■ **Given exercise**
Turn the lines below into a JSON list of strings, one string per line, with blank lines left out. Leave the pictures out.

■ **Provided data**
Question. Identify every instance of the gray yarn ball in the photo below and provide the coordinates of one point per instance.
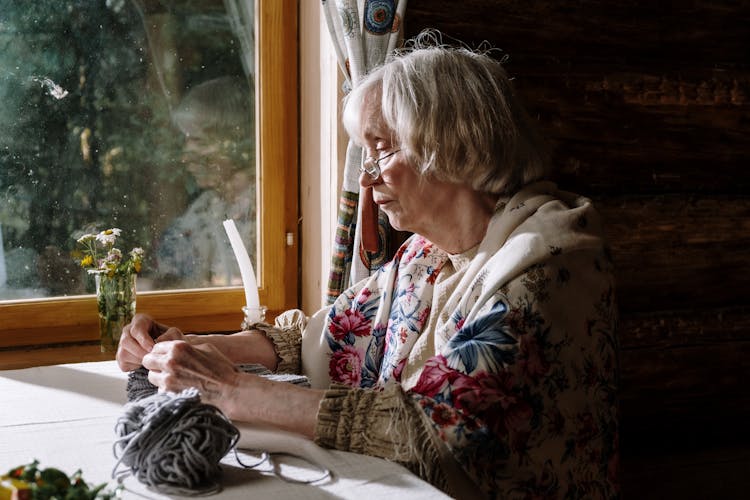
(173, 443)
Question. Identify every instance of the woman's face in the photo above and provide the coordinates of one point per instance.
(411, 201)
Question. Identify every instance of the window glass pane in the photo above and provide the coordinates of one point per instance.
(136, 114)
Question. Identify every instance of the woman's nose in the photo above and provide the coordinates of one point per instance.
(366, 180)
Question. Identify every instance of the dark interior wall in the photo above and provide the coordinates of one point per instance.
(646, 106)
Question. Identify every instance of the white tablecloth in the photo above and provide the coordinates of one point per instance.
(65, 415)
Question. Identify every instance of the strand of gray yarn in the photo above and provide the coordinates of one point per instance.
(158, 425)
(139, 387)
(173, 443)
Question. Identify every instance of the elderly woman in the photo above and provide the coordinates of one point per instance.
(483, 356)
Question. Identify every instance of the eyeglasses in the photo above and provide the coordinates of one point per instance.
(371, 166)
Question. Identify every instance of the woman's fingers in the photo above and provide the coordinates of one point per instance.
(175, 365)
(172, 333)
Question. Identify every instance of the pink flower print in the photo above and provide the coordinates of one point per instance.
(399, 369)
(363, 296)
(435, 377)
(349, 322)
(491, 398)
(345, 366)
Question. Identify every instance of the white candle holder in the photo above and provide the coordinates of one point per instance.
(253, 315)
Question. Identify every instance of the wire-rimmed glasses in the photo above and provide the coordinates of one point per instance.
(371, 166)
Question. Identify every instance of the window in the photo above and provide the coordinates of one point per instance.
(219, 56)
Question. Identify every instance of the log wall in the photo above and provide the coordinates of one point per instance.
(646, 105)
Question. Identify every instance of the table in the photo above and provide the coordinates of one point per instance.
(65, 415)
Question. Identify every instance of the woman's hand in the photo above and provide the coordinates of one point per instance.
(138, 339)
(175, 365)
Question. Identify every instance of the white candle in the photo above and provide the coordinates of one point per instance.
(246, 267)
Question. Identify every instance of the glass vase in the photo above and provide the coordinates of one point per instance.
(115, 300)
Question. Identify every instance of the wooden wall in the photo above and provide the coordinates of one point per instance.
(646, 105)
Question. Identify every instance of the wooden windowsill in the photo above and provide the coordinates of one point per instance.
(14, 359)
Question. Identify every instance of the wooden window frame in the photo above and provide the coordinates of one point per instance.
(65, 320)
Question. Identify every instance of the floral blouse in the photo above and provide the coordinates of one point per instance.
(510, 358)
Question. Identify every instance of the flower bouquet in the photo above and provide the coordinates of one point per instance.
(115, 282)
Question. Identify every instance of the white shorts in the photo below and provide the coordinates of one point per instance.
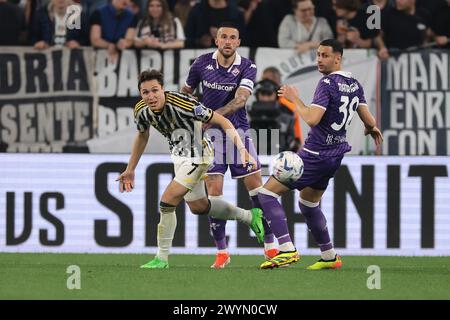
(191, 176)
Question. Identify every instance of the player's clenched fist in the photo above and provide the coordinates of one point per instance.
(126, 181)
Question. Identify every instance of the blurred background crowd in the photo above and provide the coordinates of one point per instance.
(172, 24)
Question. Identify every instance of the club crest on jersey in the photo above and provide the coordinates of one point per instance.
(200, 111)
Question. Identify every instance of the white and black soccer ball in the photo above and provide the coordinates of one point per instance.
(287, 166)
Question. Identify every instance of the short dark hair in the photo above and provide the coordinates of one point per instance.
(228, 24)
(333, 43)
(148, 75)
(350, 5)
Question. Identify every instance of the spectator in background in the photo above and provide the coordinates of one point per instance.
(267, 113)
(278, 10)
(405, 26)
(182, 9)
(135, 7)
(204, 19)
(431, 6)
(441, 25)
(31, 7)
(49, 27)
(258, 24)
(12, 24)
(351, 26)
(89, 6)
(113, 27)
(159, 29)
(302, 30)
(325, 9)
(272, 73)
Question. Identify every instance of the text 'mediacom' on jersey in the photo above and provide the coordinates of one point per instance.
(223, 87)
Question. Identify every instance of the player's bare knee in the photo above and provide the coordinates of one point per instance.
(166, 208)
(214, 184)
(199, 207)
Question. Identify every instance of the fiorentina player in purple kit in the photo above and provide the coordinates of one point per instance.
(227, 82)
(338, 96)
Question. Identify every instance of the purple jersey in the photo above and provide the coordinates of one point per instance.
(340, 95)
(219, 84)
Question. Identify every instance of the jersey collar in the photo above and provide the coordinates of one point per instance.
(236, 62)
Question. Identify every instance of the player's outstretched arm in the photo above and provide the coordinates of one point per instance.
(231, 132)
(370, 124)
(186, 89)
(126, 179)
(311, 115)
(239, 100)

■ **Answer to this problem**
[
  "Question. Identify every instance of the gray yarn ball in the photo below and provide the coordinates of one point per instance.",
  "(173, 443)",
  "Question. Identify every instance of the woman's face in the photo above and provide the coordinates of one point per instance.",
  "(411, 201)",
  "Question. Identify every instance of the window glass pane in the photo above and provide the coordinates of one point per instance.",
  "(136, 114)",
  "Question. Identify every instance of the woman's nose in the photo above and provide the coordinates of one point per instance.",
  "(366, 180)",
  "Question. Identify every instance of the dark interior wall in the photo above and provide the coordinates of one point per instance.",
  "(646, 106)",
  "Question. Identify every instance of the white tablecloth in the photo above and provide the coordinates of one point per instance.",
  "(65, 415)",
  "Question. Identify every instance of the strand of gray yarn in the photo above and provide the coordinates of one point per instance.",
  "(158, 425)",
  "(139, 387)",
  "(173, 443)",
  "Question. Identify every instance of the elderly woman in the photo above and provide the coordinates of one point per instance.",
  "(483, 356)",
  "Question. Identify every instance of the eyeglasses in the photo above and provide the coordinates of one point per instance.",
  "(371, 166)",
  "Question. Identify every instance of the woman's fingers in the photo above and provide the coordinates of one point per instance.",
  "(175, 365)",
  "(172, 333)",
  "Question. Identify every instance of the pink flower print in the photo above and provide the coordinates of one point per instance.",
  "(399, 369)",
  "(363, 296)",
  "(435, 377)",
  "(349, 322)",
  "(491, 398)",
  "(345, 366)",
  "Question. Identify every instance of the white candle holder in the photo above and provide the coordinates of one point per instance.",
  "(253, 315)",
  "Question. Identify every instance of the wire-rimmed glasses in the photo above and provide the coordinates of one point per instance.",
  "(371, 166)",
  "Question. Identify every instance of the window in the photo above and provide the coordinates of one point per instance.",
  "(219, 56)",
  "Question. Identify every instance of the log wall in the photo above and provide the coordinates of one point per instance.",
  "(646, 105)",
  "Question. Identify every instance of the table in the photo above and provide the coordinates of one point per instance.",
  "(65, 415)",
  "Question. Identify every instance of the woman's hand in the photo above and provide the coordinates of one point per instance.",
  "(138, 339)",
  "(175, 365)",
  "Question. Identify every instance of the white candle in the photo above and provide the coordinates of one point per instance.",
  "(246, 267)",
  "Question. Identify every instance of the glass vase in the photo above and provide the coordinates of one point per instance.",
  "(115, 300)",
  "Question. Identify every instance of the wooden wall in the photo above and provide the coordinates of one point per instance.",
  "(646, 105)",
  "Question. Identify every instance of the wooden windowsill in the photo above and provide the coordinates of one point per instance.",
  "(14, 359)",
  "Question. Identify every instance of the wooden window frame in the photo above and provide the coordinates of one point per instance.",
  "(65, 320)",
  "Question. Identify every instance of the floral blouse in the photo above and provide the coordinates of one point per instance.",
  "(510, 358)",
  "Question. Identify every instance of the flower bouquet in the photo above and provide the coordinates of one point per instance.",
  "(115, 282)",
  "Question. Identify every instance of the white shorts in the photo below and provide the coordinates of one point per instance.",
  "(191, 176)",
  "Question. Identify every instance of the player's clenched fist in the photo above and provide the coordinates of one point per instance.",
  "(126, 181)",
  "Question. Identify every instance of the blurred background crowd in the photo above and provide the coordinates of one point per instance.",
  "(172, 24)",
  "Question. Identify every instance of the club crest on jersey in the photo above and provide the coordinates of one point per instance.",
  "(200, 111)",
  "Question. Identify every instance of the white and black soccer ball in the photo above and provide the coordinates of one point per instance.",
  "(287, 166)",
  "Question. Identify every instance of the short dark hair in the photo above and provide the coordinates of one point per instance.",
  "(228, 24)",
  "(333, 43)",
  "(148, 75)",
  "(350, 5)",
  "Question. Identify every instance of the spectator in background in the photo above and provide the coordinates of one point per instance.",
  "(267, 113)",
  "(278, 10)",
  "(405, 26)",
  "(182, 9)",
  "(135, 7)",
  "(204, 19)",
  "(431, 6)",
  "(441, 25)",
  "(31, 7)",
  "(49, 27)",
  "(258, 24)",
  "(12, 24)",
  "(351, 26)",
  "(89, 6)",
  "(113, 27)",
  "(159, 29)",
  "(302, 30)",
  "(325, 9)",
  "(272, 73)",
  "Question. Identify every instance of the text 'mediacom' on jersey in the photo above and provide the coordinates of one point per instance.",
  "(223, 87)",
  "Question. Identify every instance of the player's bare knee in the photo above and provide the coordinates of one point per instance.",
  "(166, 208)",
  "(214, 184)",
  "(199, 207)",
  "Question. Identify every instance of the fiorentina player in purple kit in the photo above and provide the coordinates of one point per instance.",
  "(227, 82)",
  "(338, 96)",
  "Question. Identify every instance of the purple jersey in the photo above and provide the coordinates of one point per instance.",
  "(340, 95)",
  "(219, 84)",
  "Question. Identify every instance of the jersey collar in the photo above and provide the coordinates of one point per instance.",
  "(236, 62)",
  "Question. Identify every instance of the player's outstretched arm in the photo above and provide the coordinates of one point per instance.",
  "(231, 132)",
  "(370, 124)",
  "(186, 89)",
  "(126, 179)",
  "(311, 115)",
  "(239, 100)"
]